Task requirements:
Without the pictures, give the records again exactly as they appear.
== Data provided ==
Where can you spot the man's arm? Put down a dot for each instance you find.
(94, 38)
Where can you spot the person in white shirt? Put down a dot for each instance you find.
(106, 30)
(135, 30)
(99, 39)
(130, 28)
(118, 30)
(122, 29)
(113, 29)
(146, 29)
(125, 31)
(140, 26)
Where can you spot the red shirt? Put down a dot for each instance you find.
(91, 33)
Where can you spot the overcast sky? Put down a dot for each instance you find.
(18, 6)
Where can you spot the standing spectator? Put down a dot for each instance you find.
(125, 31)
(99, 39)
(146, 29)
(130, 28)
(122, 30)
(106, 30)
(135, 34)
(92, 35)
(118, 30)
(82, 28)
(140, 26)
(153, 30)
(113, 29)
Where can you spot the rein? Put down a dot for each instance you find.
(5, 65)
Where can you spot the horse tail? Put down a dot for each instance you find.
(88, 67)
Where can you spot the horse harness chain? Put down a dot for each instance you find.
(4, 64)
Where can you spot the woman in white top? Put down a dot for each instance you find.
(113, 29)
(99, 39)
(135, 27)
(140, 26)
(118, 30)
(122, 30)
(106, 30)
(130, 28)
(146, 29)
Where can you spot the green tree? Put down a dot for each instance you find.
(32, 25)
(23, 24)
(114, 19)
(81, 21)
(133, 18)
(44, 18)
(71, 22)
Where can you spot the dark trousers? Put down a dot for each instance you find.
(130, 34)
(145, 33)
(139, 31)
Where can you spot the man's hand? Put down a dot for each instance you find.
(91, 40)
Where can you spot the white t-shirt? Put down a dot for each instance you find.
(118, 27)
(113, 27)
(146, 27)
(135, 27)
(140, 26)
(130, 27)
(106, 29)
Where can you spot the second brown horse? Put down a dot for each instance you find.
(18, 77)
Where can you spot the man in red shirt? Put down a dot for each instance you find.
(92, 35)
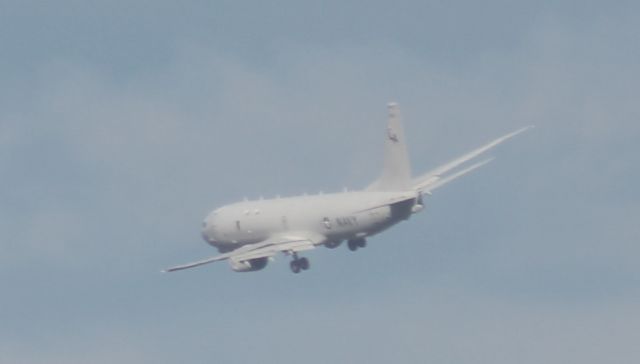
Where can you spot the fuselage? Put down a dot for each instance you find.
(335, 216)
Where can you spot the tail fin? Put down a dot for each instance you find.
(396, 172)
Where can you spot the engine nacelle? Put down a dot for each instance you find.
(332, 244)
(248, 265)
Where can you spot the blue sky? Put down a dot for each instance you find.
(123, 123)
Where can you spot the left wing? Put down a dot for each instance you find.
(438, 177)
(288, 244)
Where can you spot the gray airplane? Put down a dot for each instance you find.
(250, 233)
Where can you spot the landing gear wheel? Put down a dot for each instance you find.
(353, 245)
(295, 267)
(303, 263)
(362, 243)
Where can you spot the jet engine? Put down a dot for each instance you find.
(332, 244)
(248, 265)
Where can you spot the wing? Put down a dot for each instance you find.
(288, 244)
(438, 176)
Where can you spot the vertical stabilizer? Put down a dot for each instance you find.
(396, 172)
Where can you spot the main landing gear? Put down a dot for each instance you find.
(354, 244)
(298, 264)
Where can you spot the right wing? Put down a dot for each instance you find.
(438, 177)
(288, 244)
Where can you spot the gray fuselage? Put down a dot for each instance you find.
(336, 217)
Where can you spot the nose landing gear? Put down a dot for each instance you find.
(354, 244)
(299, 264)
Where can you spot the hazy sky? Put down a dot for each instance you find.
(122, 123)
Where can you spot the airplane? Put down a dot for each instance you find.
(249, 234)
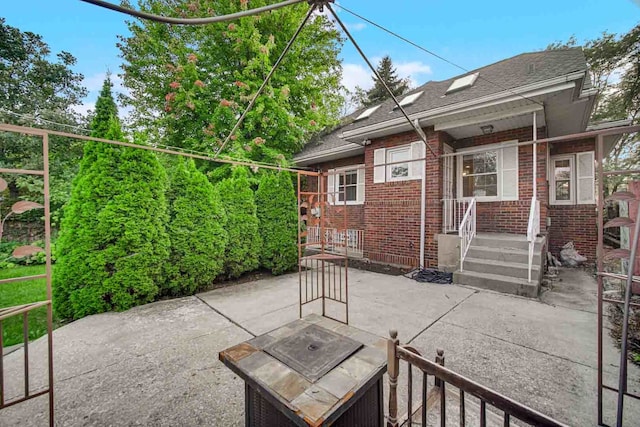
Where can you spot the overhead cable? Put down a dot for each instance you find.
(266, 79)
(430, 52)
(414, 125)
(191, 21)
===
Answer to this exercise:
Where can you spot the man's arm? Put down a dot for each instance you find.
(94, 38)
Where can you spot the person in white shirt? Put down a dot for each instance you find.
(106, 30)
(135, 30)
(99, 39)
(130, 28)
(118, 30)
(122, 29)
(113, 29)
(146, 29)
(125, 31)
(140, 26)
Where can you spot the red shirt? Put down a dot for each instance you find.
(91, 33)
Where can you spot the overcast sky? Put down a dot for each instance you find.
(18, 6)
Where can you spot the standing spectator? Put down a dot for each instance you find.
(125, 31)
(99, 39)
(146, 29)
(130, 28)
(122, 30)
(106, 30)
(135, 34)
(92, 35)
(118, 30)
(82, 28)
(140, 26)
(153, 30)
(113, 29)
Where can you spot the rein? Put down a dot for each instance you find.
(5, 65)
Where can you spot the horse tail? Put down a dot for each instance you find.
(88, 67)
Where can you spot the horse harness chain? Put down a dot for each instance you find.
(4, 64)
Where can you spot the woman in white top? Put down a dot for each instance you find.
(113, 29)
(99, 39)
(135, 27)
(140, 26)
(118, 30)
(122, 30)
(106, 30)
(130, 28)
(146, 29)
Where can you spot the green tree? Put down a dot for each instance you find.
(32, 25)
(23, 24)
(114, 19)
(81, 21)
(133, 18)
(44, 18)
(71, 22)
Where can you spot the dark trousers? Put down a dot for each instance you find.
(130, 34)
(145, 33)
(139, 31)
Where can you spot the man's hand? Put down a dot for each instance you find.
(91, 40)
Where can you spot the white t-shirt? Put down a dot for each instance you find.
(118, 27)
(113, 27)
(146, 27)
(135, 27)
(140, 26)
(130, 27)
(106, 29)
Where can you spot the second brown horse? Put down a dot for each instance you find.
(18, 77)
Where can you spot the man in red shirt? Put down a dot for each instance you find.
(92, 35)
Where can you spot the fuselage? Put down a dot for each instance you find.
(335, 216)
Where can you spot the tail fin? Put down a dot for each instance you find.
(396, 172)
Where can you spot the engine nacelle? Put down a dot for each instance you find.
(332, 244)
(248, 265)
Where can you spot the blue sky? Put down a dot for each instance you find.
(123, 123)
Where can you spot the left wing? Put down a dot for each instance you find.
(438, 177)
(288, 244)
Where can you spot the gray airplane? Put down a dot for each instance you find.
(250, 233)
Where can you spot the landing gear wheel? Put down a dot for each instance you find.
(353, 245)
(295, 267)
(303, 263)
(362, 243)
Where can you spot the jet engine? Put down a dot for each instance you find.
(332, 244)
(248, 265)
Where can you spot the wing? Put down a dot for each instance you find.
(288, 244)
(438, 176)
Where can you spot the vertical stabilizer? Put down a dot for each instance you find.
(396, 172)
Where can you spot the main landing gear? Put down a dot for each instance you find.
(354, 244)
(298, 264)
Where can you spot the right wing? Put down a dot for each instance you find.
(438, 177)
(288, 244)
Where can you spot the gray fuselage? Put down a dot for each instance you find.
(336, 217)
Where can you spot the nose landing gear? Put down a dot for each instance you find.
(354, 244)
(299, 264)
Where can you spot the hazy sky? Put down a dot for each instance you find.
(122, 123)
Where can you spot the airplane? Put down a dot for each instance you find.
(249, 234)
Where can you spot the overhead cable? Put down a dot for each instance you find.
(266, 79)
(430, 52)
(414, 125)
(191, 21)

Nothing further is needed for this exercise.